What the exercise asks>
Can you reproduce the column below on the Pittsburgh synagogue massacre, word for word and in full?

Text provided>
******************************

Barbara Kay: Trump’s rhetoric didn’t cause this massacre

People pay their respects at a memorial to shooting victims outside the Tree of Life synagogue in Pittsburgh, Penn., on Oct. 29, 2018.

The Sabbath massacre in Pittsburgh’s Tree of Life synagogue was the deadliest attack on Jews in U.S. history, but it is not the first time Jews in the United States have been targeted for attack while at worship.

In 1960, a 16-year-old boy threw a bomb into a synagogue in Gladsden, Ala., but it didn’t explode. The would-be massacrist then shot and injured two people fleeing the building. Before that, in 1958, a bomb made of 54 dynamite sticks was thrown into the Temple Beth-El in Birmingham, Ala., and it, too, failed to explode. If it had, it could have killed hundreds.

Nobody remembers disasters that fail to happen. But these near-misses should remind us that evil walks among us at all times, not just “in the age of Trump,” a phrase one continually hears, and that some twisted minds, yearning for a unitary explanation that accounts for their own failures as well as all the other perceived problems in the world, fasten on The Jews.

They should also remind us that sporadic hate crimes, even horrific massacres, should not be blamed on an authority figure, however obnoxious, unless that leader actually embodies an inherently hateful ideology or political policy.

So yes, Kristallnacht could be blamed squarely on Hitler and the Nazi party, because racial purity and anti-Semitism were integral aspects of that platform, with violence condoned or encouraged. Terrorism in Europe and Israel can be blamed on Islamist groups, because hatred of Jews and Western culture is inherent to radical Islam, and because such groups proudly and publicly take credit for the carnage.

******************************

Dataset>

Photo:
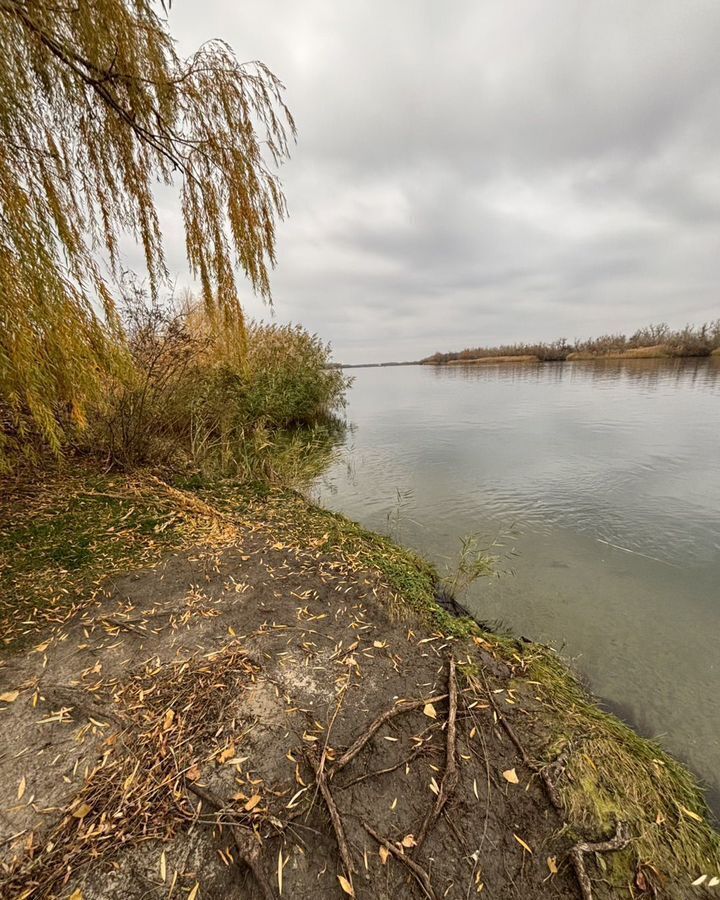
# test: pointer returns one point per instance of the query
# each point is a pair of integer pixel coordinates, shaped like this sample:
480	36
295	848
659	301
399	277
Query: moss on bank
63	534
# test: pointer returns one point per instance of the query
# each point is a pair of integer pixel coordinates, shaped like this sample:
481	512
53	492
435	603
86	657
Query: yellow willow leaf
522	843
689	812
253	802
227	753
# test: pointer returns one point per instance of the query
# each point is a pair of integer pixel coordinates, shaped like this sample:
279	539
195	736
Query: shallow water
602	481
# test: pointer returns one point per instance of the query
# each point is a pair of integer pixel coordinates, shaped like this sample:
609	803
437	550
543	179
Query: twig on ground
402	706
376	772
450	775
247	846
420	875
620	840
335	817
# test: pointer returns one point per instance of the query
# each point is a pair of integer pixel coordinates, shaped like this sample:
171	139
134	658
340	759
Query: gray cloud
486	172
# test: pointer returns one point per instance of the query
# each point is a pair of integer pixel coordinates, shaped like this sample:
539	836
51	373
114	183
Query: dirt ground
250	723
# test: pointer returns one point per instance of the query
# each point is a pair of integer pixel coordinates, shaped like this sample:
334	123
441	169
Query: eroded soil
187	736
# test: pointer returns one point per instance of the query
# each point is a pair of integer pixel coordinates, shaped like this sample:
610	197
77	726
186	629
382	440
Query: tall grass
201	393
692	340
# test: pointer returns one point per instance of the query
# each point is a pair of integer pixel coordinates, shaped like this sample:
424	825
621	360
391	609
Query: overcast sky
471	172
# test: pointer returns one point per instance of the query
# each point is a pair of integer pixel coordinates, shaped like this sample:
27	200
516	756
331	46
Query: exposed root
335	817
402	706
450	775
247	845
420	875
618	842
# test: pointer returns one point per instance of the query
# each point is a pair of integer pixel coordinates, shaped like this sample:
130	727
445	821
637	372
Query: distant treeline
655	340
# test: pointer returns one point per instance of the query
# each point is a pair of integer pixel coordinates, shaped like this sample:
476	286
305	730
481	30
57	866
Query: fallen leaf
227	753
253	802
346	886
689	812
522	843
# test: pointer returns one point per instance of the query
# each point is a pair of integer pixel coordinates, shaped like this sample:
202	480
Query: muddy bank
271	703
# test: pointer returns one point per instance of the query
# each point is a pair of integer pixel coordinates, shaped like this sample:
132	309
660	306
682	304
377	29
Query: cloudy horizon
485	173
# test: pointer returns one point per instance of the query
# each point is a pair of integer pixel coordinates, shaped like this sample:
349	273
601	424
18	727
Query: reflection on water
610	473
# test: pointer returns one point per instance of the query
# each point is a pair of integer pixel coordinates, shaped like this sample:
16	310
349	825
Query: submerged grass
62	536
611	775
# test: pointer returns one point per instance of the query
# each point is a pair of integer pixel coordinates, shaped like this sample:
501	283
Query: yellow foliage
97	105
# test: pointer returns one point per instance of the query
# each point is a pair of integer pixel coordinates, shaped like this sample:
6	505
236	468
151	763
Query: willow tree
96	107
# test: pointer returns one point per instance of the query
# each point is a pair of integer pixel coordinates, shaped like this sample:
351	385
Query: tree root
420	875
618	842
402	706
335	817
450	775
247	847
577	853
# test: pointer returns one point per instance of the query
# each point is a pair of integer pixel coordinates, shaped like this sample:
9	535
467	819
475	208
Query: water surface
605	480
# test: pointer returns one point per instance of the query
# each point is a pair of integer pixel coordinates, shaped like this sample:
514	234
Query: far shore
658	352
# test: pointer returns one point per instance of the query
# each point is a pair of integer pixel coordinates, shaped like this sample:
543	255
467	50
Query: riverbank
658	352
182	655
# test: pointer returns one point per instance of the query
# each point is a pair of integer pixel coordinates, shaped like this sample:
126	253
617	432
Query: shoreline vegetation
651	342
162	636
210	685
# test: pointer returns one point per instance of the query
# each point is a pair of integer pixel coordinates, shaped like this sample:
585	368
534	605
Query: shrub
215	395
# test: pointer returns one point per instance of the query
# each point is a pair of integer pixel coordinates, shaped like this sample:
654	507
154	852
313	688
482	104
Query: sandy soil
199	733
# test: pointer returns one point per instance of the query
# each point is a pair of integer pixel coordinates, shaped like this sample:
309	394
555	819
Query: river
601	481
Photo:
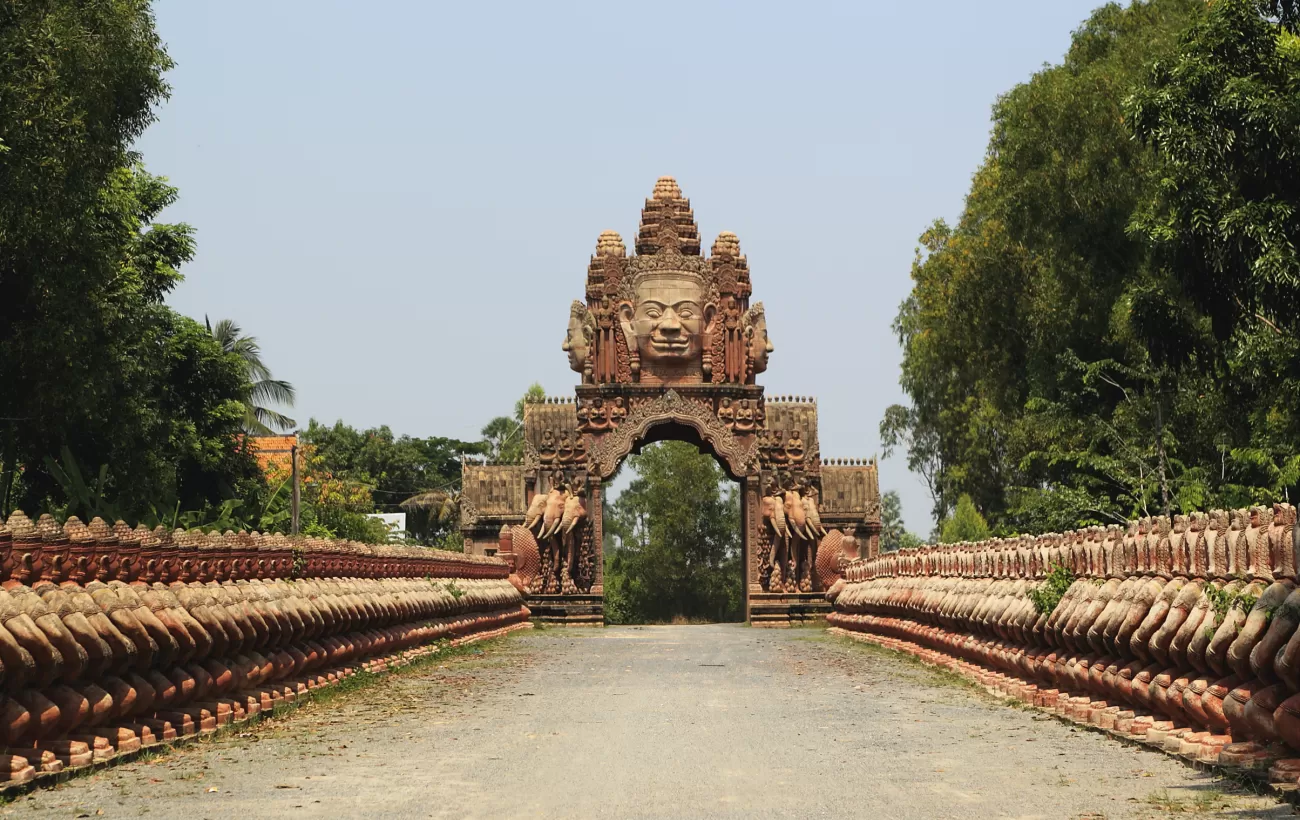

******************************

Written response>
Barbara Kay: Trump’s rhetoric didn’t cause this massacre

People pay their respects at a memorial to shooting victims outside the Tree of Life synagogue in Pittsburgh, Penn., on Oct. 29, 2018.

The Sabbath massacre in Pittsburgh’s Tree of Life synagogue was the deadliest attack on Jews in U.S. history, but it is not the first time Jews in the United States have been targeted for attack while at worship.

In 1960, a 16-year-old boy threw a bomb into a synagogue in Gladsden, Ala., but it didn’t explode. The would-be massacrist then shot and injured two people fleeing the building. Before that, in 1958, a bomb made of 54 dynamite sticks was thrown into the Temple Beth-El in Birmingham, Ala., and it, too, failed to explode. If it had, it could have killed hundreds.

Nobody remembers disasters that fail to happen. But these near-misses should remind us that evil walks among us at all times, not just “in the age of Trump,” a phrase one continually hears, and that some twisted minds, yearning for a unitary explanation that accounts for their own failures as well as all the other perceived problems in the world, fasten on The Jews.

They should also remind us that sporadic hate crimes, even horrific massacres, should not be blamed on an authority figure, however obnoxious, unless that leader actually embodies an inherently hateful ideology or political policy.

So yes, Kristallnacht could be blamed squarely on Hitler and the Nazi party, because racial purity and anti-Semitism were integral aspects of that platform, with violence condoned or encouraged. Terrorism in Europe and Israel can be blamed on Islamist groups, because hatred of Jews and Western culture is inherent to radical Islam, and because such groups proudly and publicly take credit for the carnage.